### RAW DATA

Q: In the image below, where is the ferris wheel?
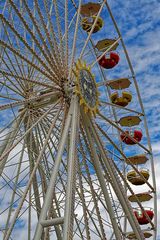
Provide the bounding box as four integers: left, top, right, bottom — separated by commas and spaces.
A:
0, 0, 157, 240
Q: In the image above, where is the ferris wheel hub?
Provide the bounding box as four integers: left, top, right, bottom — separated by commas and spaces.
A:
73, 60, 100, 115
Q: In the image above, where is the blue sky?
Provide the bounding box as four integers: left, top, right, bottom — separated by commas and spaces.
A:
108, 0, 160, 240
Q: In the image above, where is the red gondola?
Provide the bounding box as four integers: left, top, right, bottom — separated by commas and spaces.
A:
99, 52, 120, 69
120, 130, 143, 145
134, 209, 154, 225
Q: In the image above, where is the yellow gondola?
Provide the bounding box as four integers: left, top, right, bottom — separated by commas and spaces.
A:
81, 16, 103, 33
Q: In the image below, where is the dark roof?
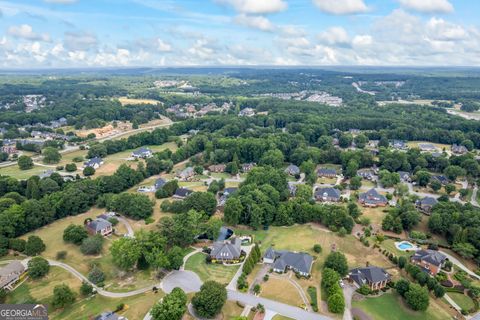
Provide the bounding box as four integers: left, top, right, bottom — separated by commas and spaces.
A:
417, 197, 438, 206
210, 238, 242, 260
350, 266, 390, 286
175, 188, 193, 198
315, 188, 341, 199
155, 178, 167, 189
412, 250, 447, 266
83, 157, 103, 167
317, 168, 337, 175
88, 218, 112, 232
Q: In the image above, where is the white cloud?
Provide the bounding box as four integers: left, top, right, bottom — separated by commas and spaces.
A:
44, 0, 78, 4
427, 18, 467, 41
318, 27, 350, 45
352, 34, 373, 47
157, 39, 172, 52
8, 24, 50, 41
64, 32, 98, 51
399, 0, 454, 13
235, 14, 275, 31
313, 0, 368, 15
215, 0, 287, 14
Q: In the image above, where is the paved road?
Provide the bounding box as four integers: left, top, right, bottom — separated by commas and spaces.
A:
439, 250, 480, 280
227, 290, 331, 320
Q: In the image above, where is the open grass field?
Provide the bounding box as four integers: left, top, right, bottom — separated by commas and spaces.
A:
260, 278, 303, 307
352, 293, 451, 320
118, 97, 162, 106
185, 253, 239, 284
447, 292, 475, 310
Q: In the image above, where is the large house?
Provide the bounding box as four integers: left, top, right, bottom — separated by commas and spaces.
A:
315, 188, 341, 202
410, 250, 447, 276
210, 238, 242, 262
452, 144, 468, 154
83, 157, 103, 169
208, 164, 227, 173
0, 261, 26, 290
285, 164, 300, 176
348, 266, 390, 291
177, 167, 195, 181
173, 188, 193, 200
242, 162, 257, 173
415, 197, 438, 214
85, 218, 113, 237
132, 147, 153, 159
317, 168, 337, 178
263, 247, 313, 277
358, 189, 388, 207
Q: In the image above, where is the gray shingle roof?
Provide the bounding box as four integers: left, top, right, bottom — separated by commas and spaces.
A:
350, 266, 390, 286
412, 250, 447, 266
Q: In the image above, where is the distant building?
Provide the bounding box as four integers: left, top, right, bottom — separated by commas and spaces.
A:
452, 144, 468, 154
132, 147, 153, 159
315, 188, 341, 202
390, 140, 408, 150
410, 250, 447, 276
173, 188, 193, 199
238, 108, 255, 117
153, 178, 167, 190
358, 189, 388, 207
210, 238, 242, 262
263, 247, 313, 277
0, 261, 26, 290
415, 197, 438, 215
86, 218, 113, 237
242, 162, 257, 173
83, 157, 103, 169
398, 171, 412, 182
285, 164, 300, 176
208, 164, 227, 173
317, 168, 337, 178
177, 167, 195, 181
348, 266, 391, 291
218, 188, 238, 207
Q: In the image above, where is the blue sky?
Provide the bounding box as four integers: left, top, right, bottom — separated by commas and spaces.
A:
0, 0, 480, 68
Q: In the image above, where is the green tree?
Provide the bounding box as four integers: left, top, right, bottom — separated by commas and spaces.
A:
25, 236, 46, 256
52, 284, 75, 309
405, 283, 429, 311
28, 257, 50, 279
110, 238, 142, 270
17, 156, 33, 170
42, 147, 62, 163
63, 224, 88, 246
192, 281, 227, 318
150, 288, 187, 320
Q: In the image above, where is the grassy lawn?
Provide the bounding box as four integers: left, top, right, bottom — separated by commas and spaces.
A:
7, 267, 163, 320
260, 278, 303, 307
222, 301, 243, 320
447, 292, 475, 310
185, 253, 238, 284
352, 293, 451, 320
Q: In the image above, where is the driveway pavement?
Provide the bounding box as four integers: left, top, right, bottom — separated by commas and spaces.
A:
161, 270, 202, 293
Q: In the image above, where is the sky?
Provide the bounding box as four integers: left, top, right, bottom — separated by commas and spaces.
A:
0, 0, 480, 69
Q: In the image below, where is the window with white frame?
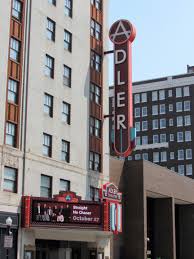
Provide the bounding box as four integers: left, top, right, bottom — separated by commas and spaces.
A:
176, 88, 182, 97
185, 131, 191, 142
177, 132, 184, 142
186, 148, 192, 159
153, 152, 160, 163
178, 149, 184, 160
152, 120, 158, 129
176, 102, 183, 112
183, 86, 190, 97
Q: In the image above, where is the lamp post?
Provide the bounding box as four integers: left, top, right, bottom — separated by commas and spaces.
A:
5, 217, 13, 259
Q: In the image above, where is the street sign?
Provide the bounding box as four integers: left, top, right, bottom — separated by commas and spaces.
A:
4, 235, 13, 249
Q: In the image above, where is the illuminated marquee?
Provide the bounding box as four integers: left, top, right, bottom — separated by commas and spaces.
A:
109, 20, 136, 157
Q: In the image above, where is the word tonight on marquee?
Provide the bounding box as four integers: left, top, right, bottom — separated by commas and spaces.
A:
115, 49, 127, 130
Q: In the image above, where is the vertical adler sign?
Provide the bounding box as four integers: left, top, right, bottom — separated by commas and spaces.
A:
109, 20, 136, 157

### REQUIRED TASK
Rescale the items above, from the first line up to and including the line with "73, 60, 100, 115": repeat every line unchanged, except multiply each bounding-box coordinate in the answers by 1.7 and round it to a whole number, with halves rounded up. Leave the pictures out.

### COMPLETE OUTPUT
Q: In the image below, where is the ferris wheel?
Provide the bounding box as four integers: left, top, right, bottom — separated by commas and spaces.
A:
0, 0, 267, 408
Q: In the image above, where is the ferris wheel hub?
Provide the bounding box as four integers: left, top, right, bottom — separated by commas and spaces.
A:
124, 102, 170, 196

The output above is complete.